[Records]
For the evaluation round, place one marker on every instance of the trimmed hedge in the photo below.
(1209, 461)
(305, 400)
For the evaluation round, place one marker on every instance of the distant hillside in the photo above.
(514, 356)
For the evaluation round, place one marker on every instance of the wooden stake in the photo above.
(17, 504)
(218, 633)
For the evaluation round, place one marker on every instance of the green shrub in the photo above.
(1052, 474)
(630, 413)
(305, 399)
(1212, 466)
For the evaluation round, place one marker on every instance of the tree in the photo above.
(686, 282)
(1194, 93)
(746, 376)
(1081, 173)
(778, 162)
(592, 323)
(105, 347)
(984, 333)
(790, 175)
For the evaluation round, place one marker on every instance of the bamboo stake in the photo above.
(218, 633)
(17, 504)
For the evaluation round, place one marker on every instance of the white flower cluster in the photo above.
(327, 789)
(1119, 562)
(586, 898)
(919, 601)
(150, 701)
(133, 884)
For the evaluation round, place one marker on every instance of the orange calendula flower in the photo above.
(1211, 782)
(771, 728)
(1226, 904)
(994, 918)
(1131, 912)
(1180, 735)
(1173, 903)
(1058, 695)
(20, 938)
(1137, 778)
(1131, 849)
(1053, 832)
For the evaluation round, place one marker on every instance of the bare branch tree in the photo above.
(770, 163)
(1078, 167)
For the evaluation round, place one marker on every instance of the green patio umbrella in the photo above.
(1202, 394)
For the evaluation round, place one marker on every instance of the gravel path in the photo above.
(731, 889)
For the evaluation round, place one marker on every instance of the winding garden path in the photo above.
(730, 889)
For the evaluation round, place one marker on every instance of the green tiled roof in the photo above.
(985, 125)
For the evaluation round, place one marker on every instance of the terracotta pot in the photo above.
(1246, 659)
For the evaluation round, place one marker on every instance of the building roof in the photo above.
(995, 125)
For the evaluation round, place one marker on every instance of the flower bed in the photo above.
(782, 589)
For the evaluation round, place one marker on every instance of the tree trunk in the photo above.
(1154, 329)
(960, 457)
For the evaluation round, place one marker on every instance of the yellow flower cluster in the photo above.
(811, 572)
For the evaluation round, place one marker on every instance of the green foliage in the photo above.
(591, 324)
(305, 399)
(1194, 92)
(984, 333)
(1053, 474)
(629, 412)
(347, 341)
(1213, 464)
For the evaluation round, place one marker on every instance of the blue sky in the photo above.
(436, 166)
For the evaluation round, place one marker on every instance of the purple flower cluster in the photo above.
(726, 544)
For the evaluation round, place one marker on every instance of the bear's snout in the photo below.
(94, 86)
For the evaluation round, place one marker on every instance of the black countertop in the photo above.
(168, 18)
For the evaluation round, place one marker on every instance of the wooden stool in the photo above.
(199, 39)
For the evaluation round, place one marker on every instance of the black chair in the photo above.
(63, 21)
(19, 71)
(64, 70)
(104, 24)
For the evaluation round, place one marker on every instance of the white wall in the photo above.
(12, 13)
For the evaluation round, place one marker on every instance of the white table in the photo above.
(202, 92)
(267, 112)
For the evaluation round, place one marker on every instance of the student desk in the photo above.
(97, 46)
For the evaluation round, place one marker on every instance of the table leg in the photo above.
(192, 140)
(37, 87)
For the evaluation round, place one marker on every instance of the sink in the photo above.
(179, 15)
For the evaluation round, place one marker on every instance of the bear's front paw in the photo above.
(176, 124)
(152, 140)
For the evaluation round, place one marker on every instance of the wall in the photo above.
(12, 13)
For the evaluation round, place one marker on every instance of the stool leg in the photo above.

*Objective*
Produce an exact copy of every entry above.

*Solved problem*
For the evaluation round, place one marker on every instance of the trimmed hedge in the photo below.
(1209, 461)
(305, 400)
For the evaluation round, place one marker on every instance of the distant hillside in the photo above.
(514, 356)
For the evaluation round, place one marker on every instance of the wooden stake in the photo above.
(17, 504)
(218, 633)
For the evaluation round, place one marker on every instance of the green shrub in the photo above.
(1052, 474)
(630, 413)
(305, 399)
(1212, 466)
For the evaluation round, place one marker on every instance of the tree in the photo above.
(686, 282)
(1194, 93)
(746, 376)
(1081, 173)
(778, 162)
(592, 323)
(105, 347)
(984, 333)
(790, 175)
For the evaluation round, place one marker on every instance of the bamboo stake in the photo above.
(218, 633)
(17, 504)
For the evaluation round, place one marker on every instance of the white flower cluster in the photo above.
(327, 789)
(1119, 562)
(586, 898)
(919, 601)
(150, 701)
(133, 884)
For the evaluation round, place one marker on every instance of the orange calendula flower in the photo above.
(1211, 782)
(771, 728)
(1226, 904)
(994, 918)
(1131, 912)
(1180, 735)
(1173, 903)
(1058, 695)
(20, 938)
(1137, 778)
(1131, 849)
(1053, 832)
For the evaluation round, place one marker on every instance of the bare branch tree in the photo above.
(770, 163)
(1078, 167)
For the evaluation round, place one marker on every instance of the green patio umbrella in the photo above.
(1202, 394)
For the evaluation round, place one marker on every instance of the gravel path in the photo above.
(731, 889)
For the evaluation round, place one marker on every instance of the winding garden path in the photo above.
(730, 889)
For the evaluation round, place one marker on every instance of the green tiled roof in the photo above.
(985, 125)
For the evaluation round, place one marker on every instance of the terracotta pot in the photo above.
(1246, 659)
For the evaluation round, place one marker on every instance of the building roof in the photo above.
(995, 125)
For the evaluation round, place one marker on every instance of the flower bed in the photo above.
(782, 589)
For the evaluation round, place one marker on every instance of the tree trunk in the photo above.
(1154, 329)
(960, 457)
For the evaluation round, place one marker on every instance of the yellow flower cluster in the photo above.
(811, 572)
For the evaluation round, place one marker on every instance of the green foliage in the photo above.
(591, 324)
(305, 399)
(1194, 92)
(984, 333)
(1053, 474)
(629, 412)
(347, 341)
(1213, 464)
For the evaluation round, place one marker on every instance of the blue sky in the photo above.
(436, 166)
For the evaluation round, place one marker on every instance of the purple flower cluster in the photo above.
(726, 544)
For the evaluation round, place one marker on every instance of the bear's snout in the photo below.
(94, 86)
For the evaluation round, place one marker on every instance of the black countertop in the photo above.
(168, 18)
For the evaluation round, place one marker on every instance of the wooden stool in the photo above.
(199, 39)
For the evaluation round, place one marker on every instance of the black chair in the photo above.
(63, 21)
(19, 71)
(64, 70)
(104, 24)
For the evaluation round, place one marker on every instance of the white wall in the photo above.
(12, 13)
For the evaluation round, place one marker on every instance of the white table in the photo above.
(202, 92)
(267, 112)
For the evaluation round, place one marker on every instance of the student desk in the photo above.
(97, 46)
For the evaluation round, place one marker on every instance of the table leg in the photo above.
(192, 140)
(37, 87)
For the evaluation round, place one marker on every instance of the sink in the photo above.
(179, 15)
For the evaluation round, place one marker on every instance of the bear's front paw in the photo above.
(176, 124)
(152, 140)
For the evaluation round, place one marker on every instance of the wall in the photo above.
(12, 13)
For the evaluation round, place one marker on every instance of the stool leg in the photo above.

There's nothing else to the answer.